ABOUT THIS TASK:
What you return must match every record word for word.
*****
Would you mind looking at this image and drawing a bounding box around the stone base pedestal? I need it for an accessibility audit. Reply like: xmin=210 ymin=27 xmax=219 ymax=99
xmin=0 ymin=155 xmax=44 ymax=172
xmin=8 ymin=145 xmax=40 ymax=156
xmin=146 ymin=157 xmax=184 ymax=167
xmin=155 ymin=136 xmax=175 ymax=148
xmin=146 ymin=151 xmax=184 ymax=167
*****
RESPONSE TO THE TASK:
Would you mind looking at this image and drawing a bounding box around the stone base pedestal? I need it for an accessibility audit. Reply like: xmin=210 ymin=27 xmax=219 ymax=99
xmin=0 ymin=155 xmax=44 ymax=172
xmin=8 ymin=145 xmax=40 ymax=156
xmin=146 ymin=157 xmax=184 ymax=167
xmin=155 ymin=136 xmax=175 ymax=148
xmin=146 ymin=151 xmax=184 ymax=167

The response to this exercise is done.